— Activity —
Every entry should be duplicated verbatim, and no picture may appear in the copy.

Extracted records
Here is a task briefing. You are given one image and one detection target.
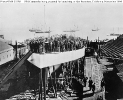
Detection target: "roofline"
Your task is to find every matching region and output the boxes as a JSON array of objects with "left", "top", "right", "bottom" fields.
[{"left": 0, "top": 48, "right": 13, "bottom": 54}]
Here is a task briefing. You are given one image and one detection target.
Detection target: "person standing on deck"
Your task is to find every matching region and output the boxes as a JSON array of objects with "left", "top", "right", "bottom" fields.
[
  {"left": 89, "top": 77, "right": 93, "bottom": 90},
  {"left": 92, "top": 83, "right": 95, "bottom": 94},
  {"left": 101, "top": 78, "right": 105, "bottom": 91},
  {"left": 83, "top": 76, "right": 88, "bottom": 87}
]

— Completed exercise —
Here is a task briefing. You are given one image and one detection target.
Detection target: "roofline"
Your task is to find every matching region and output the boxes as a JSON array of objects with "left", "top", "right", "bottom" fields.
[{"left": 0, "top": 48, "right": 13, "bottom": 54}]
Here is a task briefing. You are given one image and one detection target.
Detection target: "person standing on deck"
Your task is to find every matching region and output the boxes as a JSON array of objects with "left", "top", "right", "bottom" fields.
[
  {"left": 89, "top": 77, "right": 93, "bottom": 90},
  {"left": 92, "top": 83, "right": 95, "bottom": 94},
  {"left": 101, "top": 78, "right": 105, "bottom": 91},
  {"left": 83, "top": 76, "right": 88, "bottom": 87}
]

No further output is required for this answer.